Re: logical decoding and replication of sequences, take 2

Поиск
Список
Период
Сортировка
От Tomas Vondra
Тема Re: logical decoding and replication of sequences, take 2
Дата
Msg-id c6a08e9d-7b08-76d4-197d-fab54039ed91@enterprisedb.com
обсуждение исходный текст
Ответ на RE: logical decoding and replication of sequences, take 2  ("Hayato Kuroda (Fujitsu)" <kuroda.hayato@fujitsu.com>)
Ответы RE: logical decoding and replication of sequences, take 2  ("Hayato Kuroda (Fujitsu)" <kuroda.hayato@fujitsu.com>)
Список pgsql-hackers

On 12/1/23 12:08, Hayato Kuroda (Fujitsu) wrote:
> Dear Tomas,
> 
>> I did some micro-benchmarking today, trying to identify cases where this
>> would cause unexpected problems, either due to having to maintain all
>> the relfilenodes, or due to having to do hash lookups for every sequence
>> change. But I think it's fine, mostly ...
>>
> 
> I did also performance tests (especially case 3). First of all, there are some
> variants from yours.
> 
> 1. patch 0002 was reverted because it has an issue. So this test checks whether
>    refactoring around ReorderBufferSequenceIsTransactional seems really needed.

FWIW I also did the benchmarks without the 0002 patch, for the same
reason. I forgot to mention that.

> 2. per comments from Amit, I also measured the abort case. In this case, the
>    alter_sequence() is called but the transaction is aborted.
> 3. I measured with changing number of clients {8, 16, 32, 64, 128}. In any cases,
>    clients executed 1000 transactions. The performance machine has 128 core so that
>    result for 128 clients might be saturated.

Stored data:
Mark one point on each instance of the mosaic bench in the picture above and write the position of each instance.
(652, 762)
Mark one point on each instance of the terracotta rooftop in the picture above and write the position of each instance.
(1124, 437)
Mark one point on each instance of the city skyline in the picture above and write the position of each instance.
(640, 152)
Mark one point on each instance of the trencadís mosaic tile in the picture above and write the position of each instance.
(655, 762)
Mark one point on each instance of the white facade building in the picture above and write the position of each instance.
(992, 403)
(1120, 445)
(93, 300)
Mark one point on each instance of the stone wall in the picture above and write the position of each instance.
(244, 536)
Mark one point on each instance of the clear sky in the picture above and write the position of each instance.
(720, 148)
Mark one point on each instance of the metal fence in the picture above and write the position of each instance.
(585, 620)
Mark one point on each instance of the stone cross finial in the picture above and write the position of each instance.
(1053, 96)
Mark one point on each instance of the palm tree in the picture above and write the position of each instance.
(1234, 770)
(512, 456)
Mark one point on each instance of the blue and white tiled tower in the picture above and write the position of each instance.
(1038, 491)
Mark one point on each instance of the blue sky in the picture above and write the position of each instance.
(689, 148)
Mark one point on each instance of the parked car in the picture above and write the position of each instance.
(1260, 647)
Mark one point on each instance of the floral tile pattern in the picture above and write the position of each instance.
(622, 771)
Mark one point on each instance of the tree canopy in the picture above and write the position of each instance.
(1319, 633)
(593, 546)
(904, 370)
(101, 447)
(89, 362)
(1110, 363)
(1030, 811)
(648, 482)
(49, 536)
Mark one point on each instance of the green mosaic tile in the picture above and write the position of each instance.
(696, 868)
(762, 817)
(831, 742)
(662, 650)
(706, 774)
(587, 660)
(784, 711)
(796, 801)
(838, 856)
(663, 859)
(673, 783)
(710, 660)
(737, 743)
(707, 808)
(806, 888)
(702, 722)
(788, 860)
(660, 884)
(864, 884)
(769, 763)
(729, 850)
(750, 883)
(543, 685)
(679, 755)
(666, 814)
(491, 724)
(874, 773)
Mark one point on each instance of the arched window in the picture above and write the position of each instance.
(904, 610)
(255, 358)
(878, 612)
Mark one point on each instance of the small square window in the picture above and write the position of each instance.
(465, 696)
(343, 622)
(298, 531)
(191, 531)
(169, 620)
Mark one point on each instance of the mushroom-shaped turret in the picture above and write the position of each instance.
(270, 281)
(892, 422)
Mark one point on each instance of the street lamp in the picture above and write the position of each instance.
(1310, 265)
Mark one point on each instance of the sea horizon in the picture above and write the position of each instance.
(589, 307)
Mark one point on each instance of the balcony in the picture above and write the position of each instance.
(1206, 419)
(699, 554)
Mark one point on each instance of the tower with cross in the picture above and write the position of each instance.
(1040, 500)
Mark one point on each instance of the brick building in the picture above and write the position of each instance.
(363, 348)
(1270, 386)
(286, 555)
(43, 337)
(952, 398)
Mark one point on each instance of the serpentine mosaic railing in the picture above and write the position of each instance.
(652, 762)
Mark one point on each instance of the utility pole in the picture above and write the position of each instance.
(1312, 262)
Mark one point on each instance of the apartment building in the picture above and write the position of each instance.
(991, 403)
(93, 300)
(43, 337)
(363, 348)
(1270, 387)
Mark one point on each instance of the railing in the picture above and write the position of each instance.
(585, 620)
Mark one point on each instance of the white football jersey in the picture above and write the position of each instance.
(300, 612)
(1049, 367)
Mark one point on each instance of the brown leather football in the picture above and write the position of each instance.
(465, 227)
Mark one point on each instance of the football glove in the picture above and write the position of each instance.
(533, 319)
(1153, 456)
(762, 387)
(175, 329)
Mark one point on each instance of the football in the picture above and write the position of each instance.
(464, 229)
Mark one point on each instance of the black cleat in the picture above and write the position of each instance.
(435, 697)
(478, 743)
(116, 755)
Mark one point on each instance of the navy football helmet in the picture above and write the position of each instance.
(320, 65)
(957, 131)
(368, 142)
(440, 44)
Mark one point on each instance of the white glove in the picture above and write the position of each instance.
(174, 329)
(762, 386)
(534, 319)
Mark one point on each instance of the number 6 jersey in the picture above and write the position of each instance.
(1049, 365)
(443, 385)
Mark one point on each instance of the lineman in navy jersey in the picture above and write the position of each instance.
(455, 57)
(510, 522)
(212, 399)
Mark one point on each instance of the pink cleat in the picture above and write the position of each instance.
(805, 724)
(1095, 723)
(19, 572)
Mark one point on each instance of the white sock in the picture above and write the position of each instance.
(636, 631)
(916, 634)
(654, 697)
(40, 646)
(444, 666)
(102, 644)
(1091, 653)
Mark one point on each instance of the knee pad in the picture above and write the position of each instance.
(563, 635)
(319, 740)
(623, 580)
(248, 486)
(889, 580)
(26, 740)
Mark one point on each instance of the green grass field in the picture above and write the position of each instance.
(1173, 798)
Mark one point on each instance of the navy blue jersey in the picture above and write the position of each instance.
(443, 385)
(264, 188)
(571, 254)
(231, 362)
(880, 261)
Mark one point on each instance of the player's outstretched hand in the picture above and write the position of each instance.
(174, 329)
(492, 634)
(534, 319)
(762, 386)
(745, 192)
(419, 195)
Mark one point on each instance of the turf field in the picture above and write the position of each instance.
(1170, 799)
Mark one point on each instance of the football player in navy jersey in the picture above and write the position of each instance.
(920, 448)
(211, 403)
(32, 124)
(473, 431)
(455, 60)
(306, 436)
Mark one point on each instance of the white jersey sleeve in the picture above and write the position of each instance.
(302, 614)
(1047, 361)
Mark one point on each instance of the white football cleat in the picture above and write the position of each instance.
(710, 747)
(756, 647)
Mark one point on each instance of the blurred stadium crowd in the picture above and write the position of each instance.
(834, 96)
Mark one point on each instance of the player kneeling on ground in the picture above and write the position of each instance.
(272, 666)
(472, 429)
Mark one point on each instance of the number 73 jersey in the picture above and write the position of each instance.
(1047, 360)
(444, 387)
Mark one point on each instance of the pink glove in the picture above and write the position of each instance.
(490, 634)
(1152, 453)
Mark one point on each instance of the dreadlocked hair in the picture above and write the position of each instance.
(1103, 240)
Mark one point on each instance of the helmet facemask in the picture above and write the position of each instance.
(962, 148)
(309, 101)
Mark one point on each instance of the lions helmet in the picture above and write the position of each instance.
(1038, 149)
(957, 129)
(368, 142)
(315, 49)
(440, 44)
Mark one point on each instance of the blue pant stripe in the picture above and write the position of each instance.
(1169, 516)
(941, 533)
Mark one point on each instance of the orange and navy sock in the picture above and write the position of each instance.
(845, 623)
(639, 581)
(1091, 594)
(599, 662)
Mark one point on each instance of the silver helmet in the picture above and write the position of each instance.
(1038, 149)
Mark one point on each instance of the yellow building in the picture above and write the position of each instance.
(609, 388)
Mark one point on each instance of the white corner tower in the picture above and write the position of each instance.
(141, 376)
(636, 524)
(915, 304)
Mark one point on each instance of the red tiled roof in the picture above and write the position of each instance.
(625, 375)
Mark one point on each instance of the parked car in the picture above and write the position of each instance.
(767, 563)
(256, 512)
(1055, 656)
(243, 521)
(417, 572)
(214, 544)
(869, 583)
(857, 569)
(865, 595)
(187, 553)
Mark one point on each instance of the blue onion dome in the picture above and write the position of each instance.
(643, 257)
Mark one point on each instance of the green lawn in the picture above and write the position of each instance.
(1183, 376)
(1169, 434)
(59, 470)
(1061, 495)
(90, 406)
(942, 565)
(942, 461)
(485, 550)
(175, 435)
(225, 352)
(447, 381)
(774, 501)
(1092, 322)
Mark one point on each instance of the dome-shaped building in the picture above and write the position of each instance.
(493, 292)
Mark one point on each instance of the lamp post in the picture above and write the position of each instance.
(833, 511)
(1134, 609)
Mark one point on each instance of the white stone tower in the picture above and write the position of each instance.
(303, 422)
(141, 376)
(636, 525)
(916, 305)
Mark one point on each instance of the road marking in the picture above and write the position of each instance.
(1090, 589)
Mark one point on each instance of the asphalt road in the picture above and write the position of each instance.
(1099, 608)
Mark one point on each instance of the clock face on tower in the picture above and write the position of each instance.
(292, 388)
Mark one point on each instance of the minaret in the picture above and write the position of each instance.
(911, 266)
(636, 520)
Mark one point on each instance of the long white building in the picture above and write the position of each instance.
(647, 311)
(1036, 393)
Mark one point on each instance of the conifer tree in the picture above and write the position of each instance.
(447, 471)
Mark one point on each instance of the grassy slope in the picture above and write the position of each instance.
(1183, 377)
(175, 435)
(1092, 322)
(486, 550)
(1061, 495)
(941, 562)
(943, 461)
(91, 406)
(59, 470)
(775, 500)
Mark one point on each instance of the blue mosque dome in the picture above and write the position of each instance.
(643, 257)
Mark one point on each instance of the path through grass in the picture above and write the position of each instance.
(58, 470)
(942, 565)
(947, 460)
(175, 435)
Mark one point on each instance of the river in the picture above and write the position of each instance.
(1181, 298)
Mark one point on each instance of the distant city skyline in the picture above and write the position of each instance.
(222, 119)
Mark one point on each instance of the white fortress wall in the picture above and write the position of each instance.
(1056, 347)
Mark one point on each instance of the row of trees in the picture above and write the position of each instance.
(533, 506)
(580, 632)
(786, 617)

Problem details:
According to the forum thread, how many cores does the performance machine have?

Solved problem:
128 cores.